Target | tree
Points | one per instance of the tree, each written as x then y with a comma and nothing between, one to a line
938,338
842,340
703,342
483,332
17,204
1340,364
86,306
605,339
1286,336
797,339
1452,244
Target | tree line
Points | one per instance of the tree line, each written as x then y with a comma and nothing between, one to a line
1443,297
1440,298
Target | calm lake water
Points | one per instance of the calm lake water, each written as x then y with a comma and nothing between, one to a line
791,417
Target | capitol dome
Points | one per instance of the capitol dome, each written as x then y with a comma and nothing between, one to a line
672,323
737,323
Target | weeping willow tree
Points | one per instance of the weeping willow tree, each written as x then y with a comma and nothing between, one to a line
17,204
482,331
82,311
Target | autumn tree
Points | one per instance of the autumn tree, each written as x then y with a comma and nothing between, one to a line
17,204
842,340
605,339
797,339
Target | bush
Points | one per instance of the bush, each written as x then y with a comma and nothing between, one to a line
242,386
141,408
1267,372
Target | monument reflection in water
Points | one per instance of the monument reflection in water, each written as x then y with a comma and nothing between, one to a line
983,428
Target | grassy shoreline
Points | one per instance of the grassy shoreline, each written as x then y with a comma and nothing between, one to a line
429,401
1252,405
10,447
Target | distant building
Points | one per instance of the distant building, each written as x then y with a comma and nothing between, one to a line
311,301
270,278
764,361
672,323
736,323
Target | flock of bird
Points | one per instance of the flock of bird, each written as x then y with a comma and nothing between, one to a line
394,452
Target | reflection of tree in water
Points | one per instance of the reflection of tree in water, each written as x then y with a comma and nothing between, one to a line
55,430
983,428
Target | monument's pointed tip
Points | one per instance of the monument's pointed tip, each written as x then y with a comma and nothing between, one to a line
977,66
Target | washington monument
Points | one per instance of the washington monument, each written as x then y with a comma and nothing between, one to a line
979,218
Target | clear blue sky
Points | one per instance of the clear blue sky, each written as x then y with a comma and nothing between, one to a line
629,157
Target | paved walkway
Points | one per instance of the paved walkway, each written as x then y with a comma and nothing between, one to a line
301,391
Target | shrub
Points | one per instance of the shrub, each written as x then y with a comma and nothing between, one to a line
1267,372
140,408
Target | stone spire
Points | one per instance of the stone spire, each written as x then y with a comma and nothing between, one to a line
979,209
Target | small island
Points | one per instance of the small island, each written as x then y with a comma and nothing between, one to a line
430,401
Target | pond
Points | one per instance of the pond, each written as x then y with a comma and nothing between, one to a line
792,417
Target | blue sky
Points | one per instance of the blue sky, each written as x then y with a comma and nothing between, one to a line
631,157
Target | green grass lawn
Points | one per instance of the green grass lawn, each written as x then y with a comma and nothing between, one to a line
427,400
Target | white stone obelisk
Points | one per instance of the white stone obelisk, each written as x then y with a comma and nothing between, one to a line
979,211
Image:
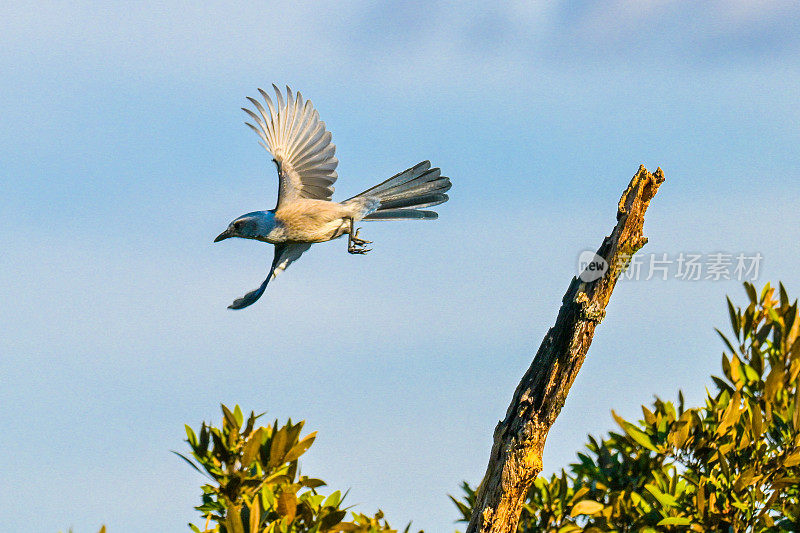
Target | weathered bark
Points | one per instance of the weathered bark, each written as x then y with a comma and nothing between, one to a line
516,457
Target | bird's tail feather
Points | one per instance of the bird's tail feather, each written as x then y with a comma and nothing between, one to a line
404,195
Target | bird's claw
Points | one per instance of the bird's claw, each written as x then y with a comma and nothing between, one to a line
355,239
357,245
358,250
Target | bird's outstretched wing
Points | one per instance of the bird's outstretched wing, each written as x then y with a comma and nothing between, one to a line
292,132
285,255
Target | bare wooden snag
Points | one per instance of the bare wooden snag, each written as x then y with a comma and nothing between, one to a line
516,457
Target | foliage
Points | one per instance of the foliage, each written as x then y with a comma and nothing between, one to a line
255,485
731,465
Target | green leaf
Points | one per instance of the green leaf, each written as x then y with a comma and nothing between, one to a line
191,463
190,436
300,448
666,500
230,419
675,521
586,507
333,500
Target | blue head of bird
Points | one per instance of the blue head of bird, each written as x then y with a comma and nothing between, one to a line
256,225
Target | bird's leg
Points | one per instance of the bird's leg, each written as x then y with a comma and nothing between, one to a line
355,244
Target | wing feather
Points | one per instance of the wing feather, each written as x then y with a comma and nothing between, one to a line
285,255
290,129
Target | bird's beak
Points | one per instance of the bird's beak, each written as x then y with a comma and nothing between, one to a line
222,236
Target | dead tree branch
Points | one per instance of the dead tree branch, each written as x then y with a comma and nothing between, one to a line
516,457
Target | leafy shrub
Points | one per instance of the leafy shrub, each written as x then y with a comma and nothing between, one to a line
732,464
255,485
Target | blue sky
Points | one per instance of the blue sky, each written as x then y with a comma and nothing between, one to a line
123,153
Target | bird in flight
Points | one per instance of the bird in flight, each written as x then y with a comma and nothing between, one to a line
301,148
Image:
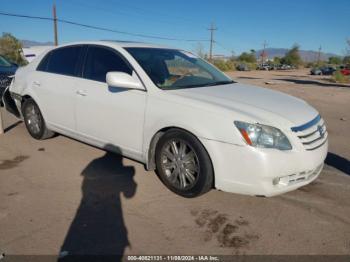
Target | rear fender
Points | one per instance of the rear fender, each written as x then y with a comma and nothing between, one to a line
9,103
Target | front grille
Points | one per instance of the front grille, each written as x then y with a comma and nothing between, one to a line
298,177
5,81
312,134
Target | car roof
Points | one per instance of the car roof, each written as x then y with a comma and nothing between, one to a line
118,43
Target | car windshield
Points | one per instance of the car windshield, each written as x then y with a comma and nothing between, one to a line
4,62
175,69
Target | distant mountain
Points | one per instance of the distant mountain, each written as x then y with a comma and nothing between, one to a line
29,43
306,55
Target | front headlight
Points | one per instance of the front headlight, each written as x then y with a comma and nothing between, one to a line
263,136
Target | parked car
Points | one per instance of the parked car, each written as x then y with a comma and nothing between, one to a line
328,70
7,69
285,67
325,70
346,70
316,71
242,67
175,113
265,67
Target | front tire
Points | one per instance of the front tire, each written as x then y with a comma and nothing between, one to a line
183,164
34,121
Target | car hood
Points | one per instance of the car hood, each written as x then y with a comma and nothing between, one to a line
265,105
8,70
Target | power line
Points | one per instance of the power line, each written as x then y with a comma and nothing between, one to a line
211,29
102,28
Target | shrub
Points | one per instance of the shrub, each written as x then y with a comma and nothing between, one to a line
224,65
340,78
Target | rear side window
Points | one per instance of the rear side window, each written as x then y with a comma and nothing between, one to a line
100,61
43,63
64,60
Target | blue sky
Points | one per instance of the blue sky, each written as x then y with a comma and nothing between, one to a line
242,25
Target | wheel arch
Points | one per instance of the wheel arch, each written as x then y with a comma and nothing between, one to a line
151,163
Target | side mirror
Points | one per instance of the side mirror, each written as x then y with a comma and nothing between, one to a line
123,80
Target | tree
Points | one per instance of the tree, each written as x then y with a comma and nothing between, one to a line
11,48
292,57
334,60
277,60
248,57
199,50
346,60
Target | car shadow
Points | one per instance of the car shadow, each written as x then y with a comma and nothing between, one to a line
311,82
338,162
98,228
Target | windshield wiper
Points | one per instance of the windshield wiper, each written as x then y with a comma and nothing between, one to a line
218,83
200,85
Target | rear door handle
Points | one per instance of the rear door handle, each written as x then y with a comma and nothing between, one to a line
36,83
81,93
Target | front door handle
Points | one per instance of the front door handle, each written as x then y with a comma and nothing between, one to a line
36,83
81,93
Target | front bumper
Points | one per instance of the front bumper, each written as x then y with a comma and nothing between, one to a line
256,171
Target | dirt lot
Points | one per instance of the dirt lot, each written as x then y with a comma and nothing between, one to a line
62,195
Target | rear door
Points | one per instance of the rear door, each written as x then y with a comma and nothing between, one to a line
109,116
55,86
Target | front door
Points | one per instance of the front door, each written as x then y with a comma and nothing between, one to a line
113,117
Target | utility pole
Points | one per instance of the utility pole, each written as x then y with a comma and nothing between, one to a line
319,55
211,29
263,53
55,24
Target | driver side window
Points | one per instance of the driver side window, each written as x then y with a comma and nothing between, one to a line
181,67
100,61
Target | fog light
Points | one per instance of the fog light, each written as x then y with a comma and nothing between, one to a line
283,181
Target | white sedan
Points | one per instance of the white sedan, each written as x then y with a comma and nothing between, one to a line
175,113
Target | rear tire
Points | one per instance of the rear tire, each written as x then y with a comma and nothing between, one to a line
34,121
183,164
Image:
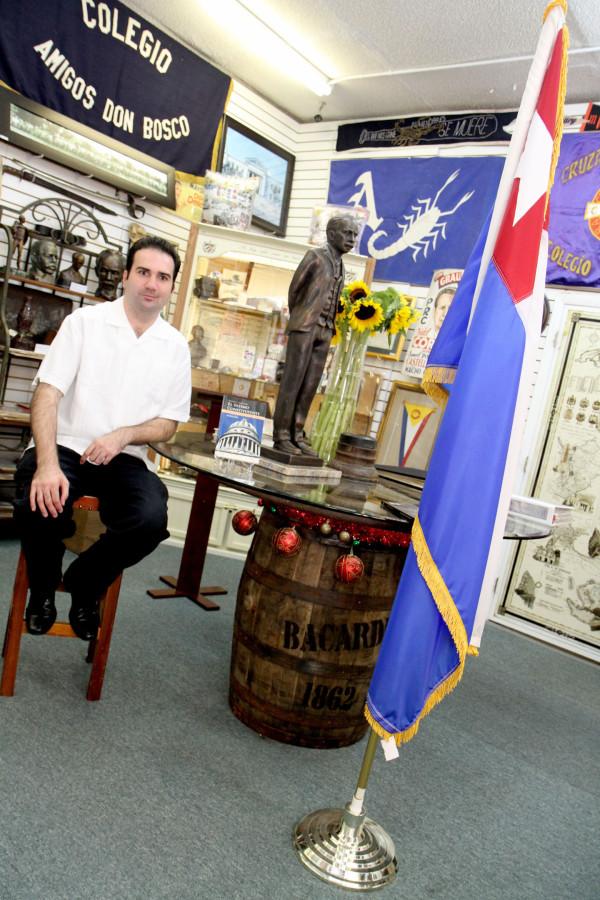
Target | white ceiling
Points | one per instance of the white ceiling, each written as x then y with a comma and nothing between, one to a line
359,37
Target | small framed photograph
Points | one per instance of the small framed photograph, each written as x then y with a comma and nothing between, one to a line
379,345
246,154
409,428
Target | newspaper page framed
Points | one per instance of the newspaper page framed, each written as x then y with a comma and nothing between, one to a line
444,284
554,582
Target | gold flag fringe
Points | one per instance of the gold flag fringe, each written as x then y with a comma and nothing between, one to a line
433,379
454,623
219,134
562,90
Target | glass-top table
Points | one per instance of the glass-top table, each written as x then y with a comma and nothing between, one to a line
363,503
385,504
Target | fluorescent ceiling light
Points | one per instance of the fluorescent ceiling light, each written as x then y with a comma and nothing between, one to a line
259,38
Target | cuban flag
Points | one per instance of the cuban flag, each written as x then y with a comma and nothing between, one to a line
484,353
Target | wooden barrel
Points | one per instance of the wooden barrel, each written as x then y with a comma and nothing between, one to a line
305,644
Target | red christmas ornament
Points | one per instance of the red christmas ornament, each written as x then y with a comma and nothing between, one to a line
244,522
287,541
349,568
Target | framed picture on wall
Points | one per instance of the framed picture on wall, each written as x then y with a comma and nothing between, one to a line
409,427
246,154
555,581
380,345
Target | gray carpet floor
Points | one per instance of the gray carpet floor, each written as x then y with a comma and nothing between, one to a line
157,791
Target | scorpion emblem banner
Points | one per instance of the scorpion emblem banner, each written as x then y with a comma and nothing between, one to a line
424,214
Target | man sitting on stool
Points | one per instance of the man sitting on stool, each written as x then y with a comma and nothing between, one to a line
116,376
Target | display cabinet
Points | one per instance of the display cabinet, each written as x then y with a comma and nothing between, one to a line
233,309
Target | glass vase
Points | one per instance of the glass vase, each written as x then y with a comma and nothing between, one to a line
341,395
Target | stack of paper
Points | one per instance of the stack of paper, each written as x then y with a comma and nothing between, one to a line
540,511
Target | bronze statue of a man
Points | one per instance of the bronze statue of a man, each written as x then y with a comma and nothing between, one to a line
43,260
109,269
313,298
20,234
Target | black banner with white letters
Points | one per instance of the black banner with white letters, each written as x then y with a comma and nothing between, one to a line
106,67
465,128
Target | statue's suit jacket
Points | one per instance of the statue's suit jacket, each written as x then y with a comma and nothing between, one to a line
310,289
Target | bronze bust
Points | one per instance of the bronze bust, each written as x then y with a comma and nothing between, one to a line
67,276
313,298
109,269
43,260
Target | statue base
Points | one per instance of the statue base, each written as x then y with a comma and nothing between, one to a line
291,459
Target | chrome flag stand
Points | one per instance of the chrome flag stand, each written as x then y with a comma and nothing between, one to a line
343,846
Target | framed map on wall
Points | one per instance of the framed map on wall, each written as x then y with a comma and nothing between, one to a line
555,581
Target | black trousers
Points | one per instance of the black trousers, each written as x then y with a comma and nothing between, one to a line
304,363
132,505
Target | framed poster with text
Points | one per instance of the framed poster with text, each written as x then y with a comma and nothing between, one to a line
555,581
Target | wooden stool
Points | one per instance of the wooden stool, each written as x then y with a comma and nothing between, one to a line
98,648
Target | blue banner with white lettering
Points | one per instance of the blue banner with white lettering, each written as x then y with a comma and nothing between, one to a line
110,69
424,214
574,228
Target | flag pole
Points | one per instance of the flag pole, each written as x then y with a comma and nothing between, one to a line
343,846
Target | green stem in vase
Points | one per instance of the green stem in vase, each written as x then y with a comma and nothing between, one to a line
341,396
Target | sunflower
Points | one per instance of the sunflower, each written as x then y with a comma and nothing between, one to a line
402,319
365,315
356,290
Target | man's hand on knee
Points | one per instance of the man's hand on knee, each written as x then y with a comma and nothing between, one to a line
103,449
49,490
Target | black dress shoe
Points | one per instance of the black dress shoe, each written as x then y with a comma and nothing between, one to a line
305,447
84,619
40,614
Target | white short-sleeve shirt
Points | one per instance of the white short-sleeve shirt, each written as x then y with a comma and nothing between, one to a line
111,378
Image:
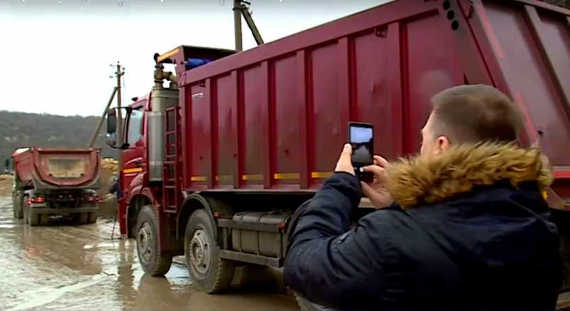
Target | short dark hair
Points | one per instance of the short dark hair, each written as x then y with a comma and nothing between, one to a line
475,113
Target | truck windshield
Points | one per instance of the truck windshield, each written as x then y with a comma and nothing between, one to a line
135,127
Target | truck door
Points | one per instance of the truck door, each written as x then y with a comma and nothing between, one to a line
132,156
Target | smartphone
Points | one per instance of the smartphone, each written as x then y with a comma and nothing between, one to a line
361,138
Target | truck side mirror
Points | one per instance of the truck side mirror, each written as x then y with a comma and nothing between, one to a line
111,137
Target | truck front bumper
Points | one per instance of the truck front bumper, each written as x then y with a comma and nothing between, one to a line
37,209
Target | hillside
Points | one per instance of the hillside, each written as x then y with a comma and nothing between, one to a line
18,129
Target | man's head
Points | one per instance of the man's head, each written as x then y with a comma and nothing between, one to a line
469,114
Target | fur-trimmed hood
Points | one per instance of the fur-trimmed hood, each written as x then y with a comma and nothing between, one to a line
433,179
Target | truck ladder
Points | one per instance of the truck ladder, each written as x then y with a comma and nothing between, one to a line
171,175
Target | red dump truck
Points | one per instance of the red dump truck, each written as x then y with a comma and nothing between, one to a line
216,157
55,182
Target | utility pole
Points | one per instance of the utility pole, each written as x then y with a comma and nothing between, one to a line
117,90
237,25
118,74
241,7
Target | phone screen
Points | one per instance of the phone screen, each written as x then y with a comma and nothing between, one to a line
361,139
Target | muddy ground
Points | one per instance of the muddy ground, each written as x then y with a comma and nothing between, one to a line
63,267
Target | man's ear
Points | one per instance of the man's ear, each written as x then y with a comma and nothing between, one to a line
442,144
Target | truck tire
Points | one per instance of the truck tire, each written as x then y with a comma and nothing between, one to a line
91,218
25,209
17,205
33,220
207,270
80,218
43,219
148,244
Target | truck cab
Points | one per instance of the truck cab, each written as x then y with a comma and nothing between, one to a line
146,124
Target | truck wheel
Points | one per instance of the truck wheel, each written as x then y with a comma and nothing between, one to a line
207,270
17,203
25,209
91,218
33,220
148,244
79,218
43,219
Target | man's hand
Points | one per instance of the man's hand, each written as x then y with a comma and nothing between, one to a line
344,163
376,190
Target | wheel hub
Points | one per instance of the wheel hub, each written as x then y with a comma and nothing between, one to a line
145,242
200,251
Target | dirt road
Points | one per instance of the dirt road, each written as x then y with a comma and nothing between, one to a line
61,267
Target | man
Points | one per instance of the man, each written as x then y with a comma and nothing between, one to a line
466,226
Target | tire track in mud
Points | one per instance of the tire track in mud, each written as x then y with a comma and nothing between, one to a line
65,267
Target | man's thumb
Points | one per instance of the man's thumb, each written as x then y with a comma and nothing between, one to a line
346,152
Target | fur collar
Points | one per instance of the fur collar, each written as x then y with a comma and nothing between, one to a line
433,179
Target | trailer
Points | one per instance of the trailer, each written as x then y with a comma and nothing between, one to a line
55,182
224,148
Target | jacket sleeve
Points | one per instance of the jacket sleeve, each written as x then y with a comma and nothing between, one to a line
328,262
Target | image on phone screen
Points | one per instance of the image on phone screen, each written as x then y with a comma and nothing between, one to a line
361,139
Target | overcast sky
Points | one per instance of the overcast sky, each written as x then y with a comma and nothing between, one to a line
56,53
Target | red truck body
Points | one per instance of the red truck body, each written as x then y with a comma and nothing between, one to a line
61,168
269,123
55,182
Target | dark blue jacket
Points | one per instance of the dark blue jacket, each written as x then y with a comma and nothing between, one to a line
490,248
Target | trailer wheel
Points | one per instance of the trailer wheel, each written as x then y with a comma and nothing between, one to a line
148,245
207,270
25,208
17,205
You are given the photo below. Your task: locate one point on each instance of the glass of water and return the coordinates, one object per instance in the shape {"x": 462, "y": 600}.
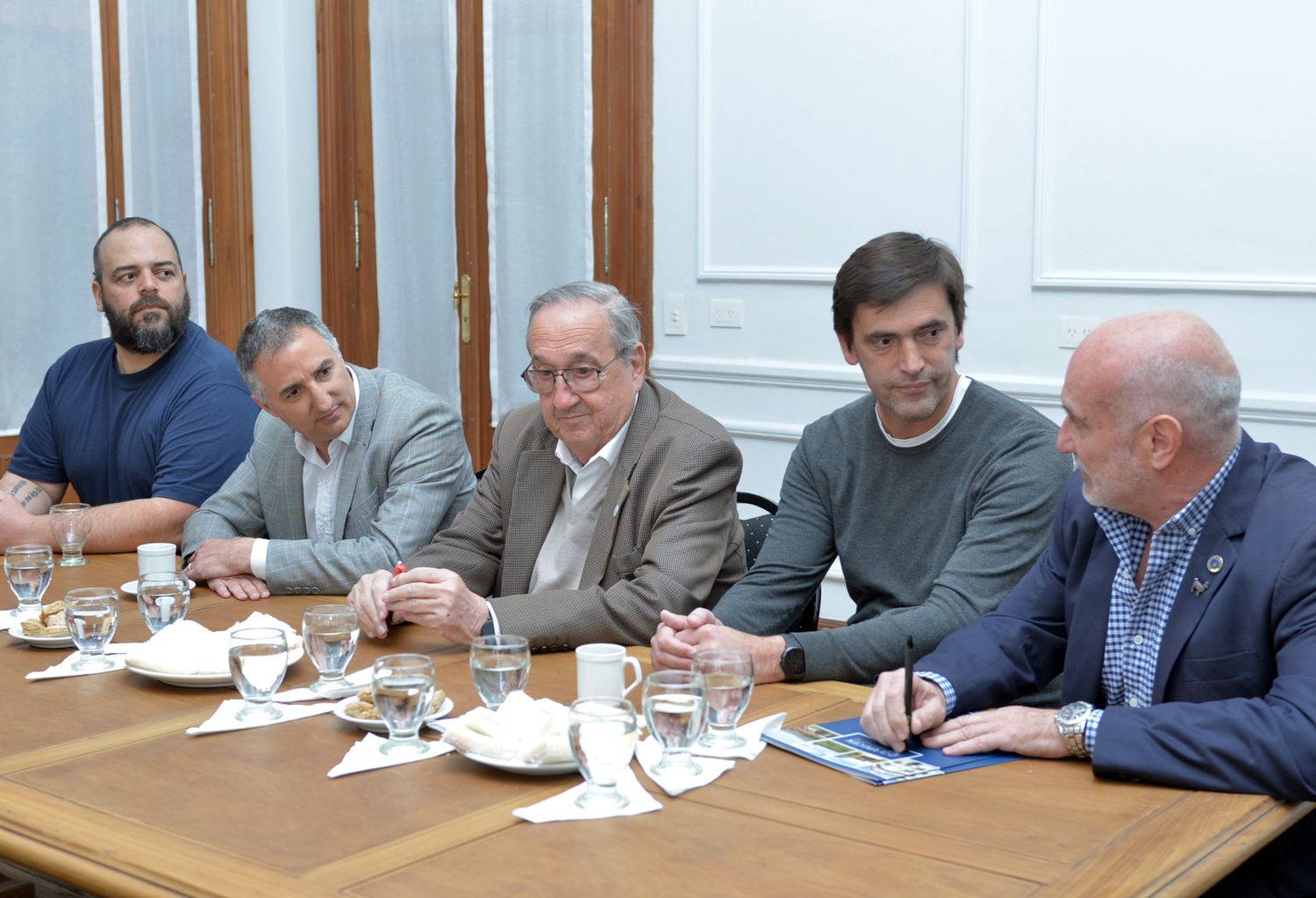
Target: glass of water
{"x": 500, "y": 665}
{"x": 331, "y": 634}
{"x": 258, "y": 657}
{"x": 92, "y": 615}
{"x": 404, "y": 687}
{"x": 674, "y": 708}
{"x": 28, "y": 569}
{"x": 728, "y": 682}
{"x": 70, "y": 521}
{"x": 602, "y": 731}
{"x": 162, "y": 597}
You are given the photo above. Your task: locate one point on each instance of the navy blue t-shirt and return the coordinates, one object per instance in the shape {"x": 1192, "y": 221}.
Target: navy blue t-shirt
{"x": 175, "y": 431}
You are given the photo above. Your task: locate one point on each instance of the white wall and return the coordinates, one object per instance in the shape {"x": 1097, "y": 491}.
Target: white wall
{"x": 1084, "y": 160}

[WHAT IS EXPECTED] Quote the material above exactly, from the line holding "Target | red truck body" through its last line, including both. Omit the pictures.

[ANSWER TO THIS EXERCISE]
Target | red truck body
Points | one per instance of the red truck body, each written as x then y with a comma and nothing between, one to a line
61,168
269,123
55,182
Target | dark blue jacket
Points | one per instance of the dark blue jacket, each written as x then y with a comma and nothing between, one to a line
490,248
Target | trailer wheel
Points | one per instance of the trailer wheel, each written as x then y with a comma and nothing between, one to a line
148,245
207,270
25,208
17,205
You are given the photo below. Your task: locate one point on each instance of the glass of water and return the coordinates, one object per instance in the shape {"x": 462, "y": 600}.
Target: glass of water
{"x": 500, "y": 665}
{"x": 331, "y": 634}
{"x": 258, "y": 657}
{"x": 92, "y": 615}
{"x": 404, "y": 687}
{"x": 674, "y": 708}
{"x": 28, "y": 569}
{"x": 728, "y": 682}
{"x": 70, "y": 521}
{"x": 602, "y": 731}
{"x": 162, "y": 597}
You are given the photo above. Your task: locate one point on each instance of the navy blue t-shirt and return the coordinates, one object per instance in the shape {"x": 1192, "y": 221}.
Target: navy blue t-shirt
{"x": 175, "y": 431}
You are given the photo above. Your task: locate one point on each instance of the white wall and return the coordinates, one object per instance in the shape {"x": 1097, "y": 491}.
Target: white wall
{"x": 1084, "y": 160}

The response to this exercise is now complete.